* TREŚĆ ZADANIA
Wypisz wszystkie wiersze z poniższego wykazu, w których występuje słowo „stripe”. Wielkość liter ma znaczenie.

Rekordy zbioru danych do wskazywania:
----------------------------------------

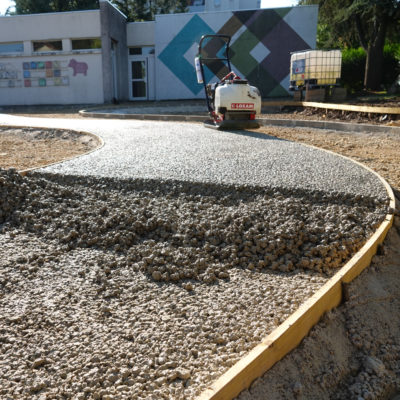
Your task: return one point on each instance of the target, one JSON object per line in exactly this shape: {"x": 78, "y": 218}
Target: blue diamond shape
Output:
{"x": 173, "y": 55}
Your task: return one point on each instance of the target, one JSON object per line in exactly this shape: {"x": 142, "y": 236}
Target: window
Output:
{"x": 17, "y": 47}
{"x": 86, "y": 44}
{"x": 145, "y": 50}
{"x": 48, "y": 45}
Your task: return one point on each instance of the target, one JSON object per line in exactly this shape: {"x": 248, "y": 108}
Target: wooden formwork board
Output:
{"x": 292, "y": 331}
{"x": 330, "y": 106}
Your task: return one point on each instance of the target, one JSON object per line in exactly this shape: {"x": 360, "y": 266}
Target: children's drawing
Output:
{"x": 78, "y": 67}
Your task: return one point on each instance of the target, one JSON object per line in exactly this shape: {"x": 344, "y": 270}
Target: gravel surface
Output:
{"x": 152, "y": 288}
{"x": 83, "y": 309}
{"x": 190, "y": 152}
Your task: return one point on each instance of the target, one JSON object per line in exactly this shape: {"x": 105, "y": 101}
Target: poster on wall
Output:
{"x": 10, "y": 77}
{"x": 45, "y": 73}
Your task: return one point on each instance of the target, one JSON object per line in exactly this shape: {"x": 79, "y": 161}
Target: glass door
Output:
{"x": 138, "y": 74}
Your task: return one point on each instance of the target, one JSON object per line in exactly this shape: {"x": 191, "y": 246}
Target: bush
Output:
{"x": 353, "y": 67}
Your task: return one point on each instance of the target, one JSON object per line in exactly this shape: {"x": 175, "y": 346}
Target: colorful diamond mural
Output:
{"x": 262, "y": 41}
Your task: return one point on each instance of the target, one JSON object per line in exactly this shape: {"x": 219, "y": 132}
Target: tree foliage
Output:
{"x": 135, "y": 10}
{"x": 44, "y": 6}
{"x": 354, "y": 23}
{"x": 145, "y": 10}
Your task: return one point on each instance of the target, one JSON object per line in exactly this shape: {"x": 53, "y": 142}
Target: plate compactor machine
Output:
{"x": 232, "y": 102}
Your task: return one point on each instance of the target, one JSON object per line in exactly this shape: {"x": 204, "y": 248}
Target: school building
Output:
{"x": 95, "y": 57}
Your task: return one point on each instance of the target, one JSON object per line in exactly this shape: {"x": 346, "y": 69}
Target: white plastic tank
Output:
{"x": 315, "y": 67}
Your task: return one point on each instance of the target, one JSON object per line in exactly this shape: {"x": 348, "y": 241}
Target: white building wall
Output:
{"x": 231, "y": 5}
{"x": 51, "y": 79}
{"x": 140, "y": 33}
{"x": 56, "y": 77}
{"x": 78, "y": 24}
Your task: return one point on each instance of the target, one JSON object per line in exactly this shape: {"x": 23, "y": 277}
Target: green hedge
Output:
{"x": 353, "y": 67}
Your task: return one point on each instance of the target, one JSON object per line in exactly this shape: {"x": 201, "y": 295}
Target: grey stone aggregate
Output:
{"x": 191, "y": 152}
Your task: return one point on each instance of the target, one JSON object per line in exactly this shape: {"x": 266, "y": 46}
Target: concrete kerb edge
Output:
{"x": 98, "y": 139}
{"x": 330, "y": 125}
{"x": 289, "y": 334}
{"x": 227, "y": 385}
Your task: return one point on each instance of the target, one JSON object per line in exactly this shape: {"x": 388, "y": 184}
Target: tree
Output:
{"x": 43, "y": 6}
{"x": 135, "y": 10}
{"x": 369, "y": 23}
{"x": 145, "y": 10}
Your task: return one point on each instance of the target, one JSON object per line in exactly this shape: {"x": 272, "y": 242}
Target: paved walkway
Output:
{"x": 191, "y": 152}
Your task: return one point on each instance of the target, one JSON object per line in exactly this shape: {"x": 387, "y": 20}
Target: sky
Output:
{"x": 4, "y": 4}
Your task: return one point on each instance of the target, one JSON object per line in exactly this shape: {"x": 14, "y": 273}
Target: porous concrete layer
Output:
{"x": 152, "y": 288}
{"x": 191, "y": 152}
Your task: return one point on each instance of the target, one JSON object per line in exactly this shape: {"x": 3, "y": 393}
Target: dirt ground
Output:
{"x": 26, "y": 148}
{"x": 354, "y": 352}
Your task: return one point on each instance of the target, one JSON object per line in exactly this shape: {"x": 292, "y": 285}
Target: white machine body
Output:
{"x": 237, "y": 98}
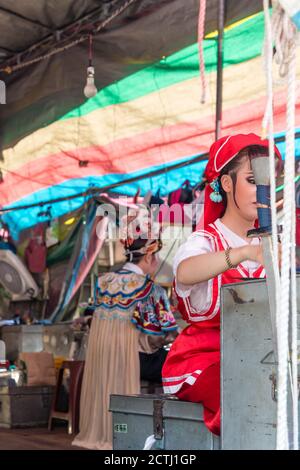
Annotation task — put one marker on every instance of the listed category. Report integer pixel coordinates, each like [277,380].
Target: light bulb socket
[90,71]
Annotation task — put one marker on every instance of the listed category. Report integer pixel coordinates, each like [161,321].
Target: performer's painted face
[243,194]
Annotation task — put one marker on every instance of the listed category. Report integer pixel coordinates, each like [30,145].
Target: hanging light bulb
[90,89]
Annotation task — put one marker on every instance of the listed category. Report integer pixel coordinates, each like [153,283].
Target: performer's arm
[206,266]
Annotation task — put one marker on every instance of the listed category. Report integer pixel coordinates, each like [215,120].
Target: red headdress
[220,153]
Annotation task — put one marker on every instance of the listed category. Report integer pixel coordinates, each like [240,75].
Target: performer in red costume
[218,254]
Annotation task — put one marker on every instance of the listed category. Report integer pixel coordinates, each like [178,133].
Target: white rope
[290,154]
[201,28]
[282,31]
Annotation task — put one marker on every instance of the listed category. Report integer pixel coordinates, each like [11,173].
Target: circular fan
[15,277]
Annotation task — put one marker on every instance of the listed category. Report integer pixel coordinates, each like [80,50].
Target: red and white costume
[192,367]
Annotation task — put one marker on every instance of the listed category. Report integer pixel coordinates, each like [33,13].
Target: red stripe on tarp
[124,156]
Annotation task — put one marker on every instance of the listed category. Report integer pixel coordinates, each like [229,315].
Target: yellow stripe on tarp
[170,106]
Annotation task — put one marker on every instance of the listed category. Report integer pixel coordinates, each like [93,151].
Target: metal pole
[221,13]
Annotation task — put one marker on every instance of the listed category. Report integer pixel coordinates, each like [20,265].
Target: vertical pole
[221,14]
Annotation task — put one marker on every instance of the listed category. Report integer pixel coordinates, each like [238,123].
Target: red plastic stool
[72,415]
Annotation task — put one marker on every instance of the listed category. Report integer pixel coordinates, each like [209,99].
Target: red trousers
[206,390]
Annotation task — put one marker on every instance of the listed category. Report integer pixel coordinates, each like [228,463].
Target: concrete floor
[36,439]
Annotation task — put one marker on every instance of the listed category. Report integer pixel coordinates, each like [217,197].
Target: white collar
[134,268]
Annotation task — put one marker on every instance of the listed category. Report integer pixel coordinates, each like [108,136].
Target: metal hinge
[158,429]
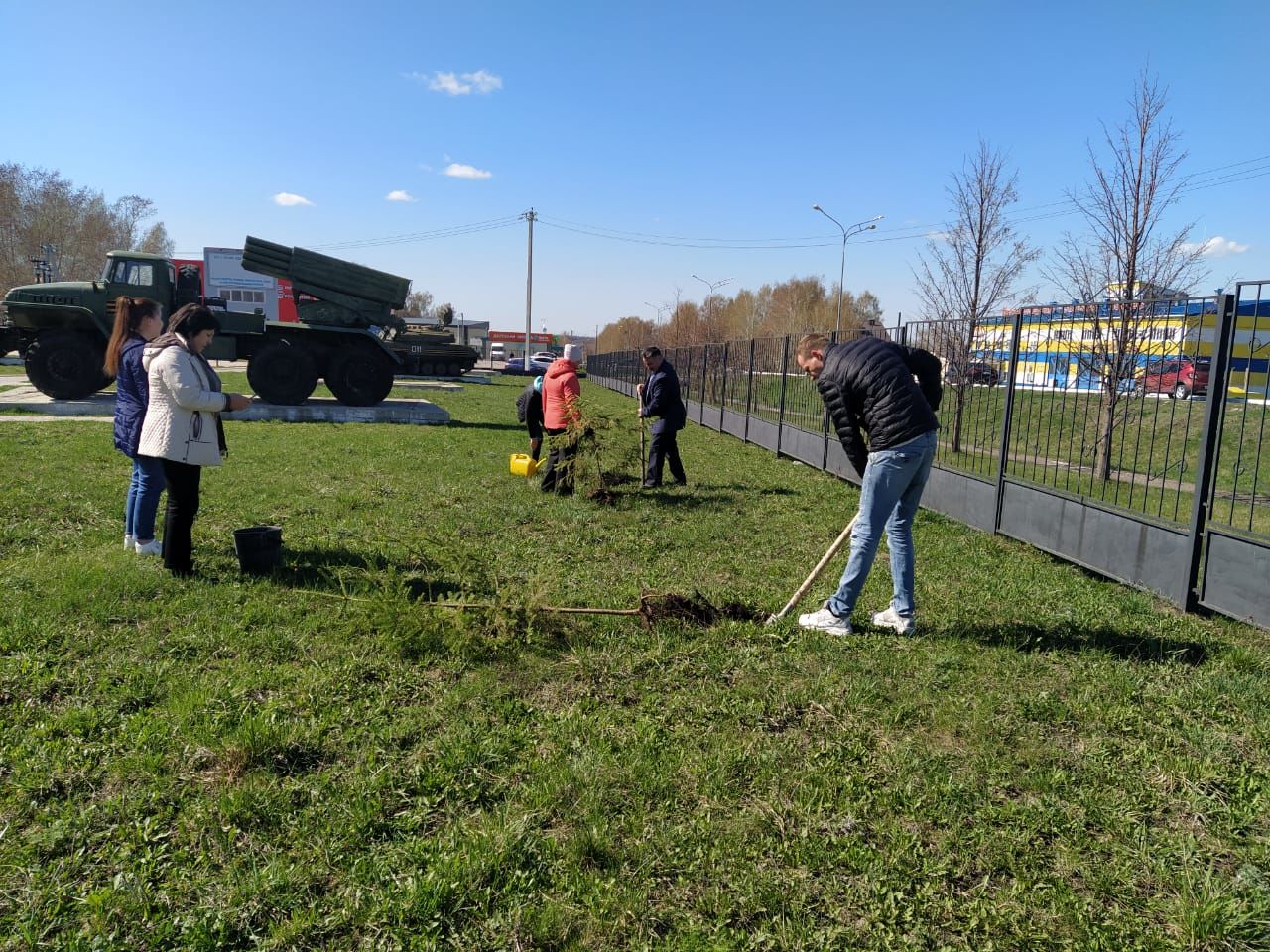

----------------------------------------

* WYNIK ĆWICZENIA
Target: red stripe on tarp
Target: yellow stripe on tarp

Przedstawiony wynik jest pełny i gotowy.